[[ DOCUMENT EXTRACT open ]]
Educated users get better help.

Your chances of getting help from your administrator are better if you know more about what’s happening.

Why? Well, apart from the technical snobbery, there are also some legitimate reasons:

  • Educated users are more likely to give the administrator the information needed to solve the problem quickly, without having to do a lot of detective work. If instead of saying “I can’t print,” you say “the xmail program doesn’t print correctly, although I can print from other programs,” you will save a lot of time for the administrator.

  • Educated users are more likely to be able to act on a quick answer, such as “looks like your .login file is broken.” For another user without much UNIX background, the administrator may have to compose email explaining what the .login file is, why a change to that file might cause the problem, how to fix it, etc.

  • Sometimes an educated user may know exactly what the problem is and even offer the solution.

To illustrate the different responses that two users might get, compare the following two mail messages:

I'm having trouble editing /home/lois/updates. I use the emacs program to edit. I typed:

% emacs updates

The error I got was:

Please set the environment variable TERM; see tset(1).

I also tried editing other files, but it didn't work for them either.

I didn't use to have any trouble. But my X terminal was given to someone else yesterday,
so I'm logging in from my Macintosh. Is that the problem?
[[ DOCUMENT EXTRACT closed ]]
[[ DATA UNDER STUDY open ]]
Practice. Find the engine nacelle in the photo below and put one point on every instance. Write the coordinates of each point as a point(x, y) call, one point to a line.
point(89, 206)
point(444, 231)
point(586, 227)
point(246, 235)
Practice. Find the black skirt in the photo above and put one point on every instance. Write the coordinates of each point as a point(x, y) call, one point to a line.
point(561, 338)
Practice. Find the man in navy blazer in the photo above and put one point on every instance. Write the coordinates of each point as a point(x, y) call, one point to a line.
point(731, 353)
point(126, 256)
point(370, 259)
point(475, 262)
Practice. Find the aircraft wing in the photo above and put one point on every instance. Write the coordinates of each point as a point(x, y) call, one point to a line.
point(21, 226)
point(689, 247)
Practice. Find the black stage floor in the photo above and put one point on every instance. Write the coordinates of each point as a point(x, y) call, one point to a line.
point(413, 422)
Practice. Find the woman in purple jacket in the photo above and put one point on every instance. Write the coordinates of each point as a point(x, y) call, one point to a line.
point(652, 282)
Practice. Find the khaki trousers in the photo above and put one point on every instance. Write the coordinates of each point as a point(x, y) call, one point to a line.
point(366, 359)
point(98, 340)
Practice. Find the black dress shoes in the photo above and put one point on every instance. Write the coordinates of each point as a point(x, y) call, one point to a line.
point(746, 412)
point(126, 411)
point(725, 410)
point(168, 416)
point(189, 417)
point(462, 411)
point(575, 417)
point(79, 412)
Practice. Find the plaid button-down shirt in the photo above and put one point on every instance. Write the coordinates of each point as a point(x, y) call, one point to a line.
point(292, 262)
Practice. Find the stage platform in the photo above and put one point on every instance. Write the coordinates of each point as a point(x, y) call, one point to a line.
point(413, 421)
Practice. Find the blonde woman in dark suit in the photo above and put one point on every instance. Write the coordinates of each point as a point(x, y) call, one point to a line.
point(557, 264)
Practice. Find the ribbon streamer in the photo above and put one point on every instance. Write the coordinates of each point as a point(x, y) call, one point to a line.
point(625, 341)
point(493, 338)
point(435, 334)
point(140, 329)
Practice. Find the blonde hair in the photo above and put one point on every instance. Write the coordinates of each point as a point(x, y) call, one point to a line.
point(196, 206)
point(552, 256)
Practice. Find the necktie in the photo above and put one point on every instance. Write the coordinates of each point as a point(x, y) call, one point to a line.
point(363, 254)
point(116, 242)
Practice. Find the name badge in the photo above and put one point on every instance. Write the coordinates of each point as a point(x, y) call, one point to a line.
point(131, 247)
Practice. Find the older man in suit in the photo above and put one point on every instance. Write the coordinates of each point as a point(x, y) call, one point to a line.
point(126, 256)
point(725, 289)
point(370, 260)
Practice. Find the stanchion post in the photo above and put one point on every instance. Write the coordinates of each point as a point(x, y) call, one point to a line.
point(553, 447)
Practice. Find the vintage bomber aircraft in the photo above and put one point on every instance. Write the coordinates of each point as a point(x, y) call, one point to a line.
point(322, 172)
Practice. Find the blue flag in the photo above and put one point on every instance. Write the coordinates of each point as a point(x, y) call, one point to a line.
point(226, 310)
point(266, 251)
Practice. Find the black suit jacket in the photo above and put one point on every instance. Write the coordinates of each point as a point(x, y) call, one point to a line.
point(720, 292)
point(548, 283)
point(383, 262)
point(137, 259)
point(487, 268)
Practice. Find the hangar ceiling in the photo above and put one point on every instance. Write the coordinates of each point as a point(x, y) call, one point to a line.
[[ DATA UNDER STUDY closed ]]
__AIM OF THE EXERCISE__: Continue the passage on how educated users get better help from their administrator, starting right after its last sentence.

__RESPONSE AREA__:
In this message, the user says what the symptom was, what she typed, and what error message she got. She also describes something that changed, which may or may not be a factor. This is a lot easier to respond to than:

I can’t edit my files! What’s going on?

In the second message, any number of things might be wrong. The administrator doesn’t know what editor program the user uses, what files she was trying to edit, whether she used to be able to edit files, or whether something changed recently.

The first message can be solved very quickly: the administrator sees the error, interprets it, and can send off a quick message to the user explaining what to type into her .login file. The second message is one that the administrator can’t know the answer to without more information, so it may be put on the back burner until the administrator has more time to spend on it.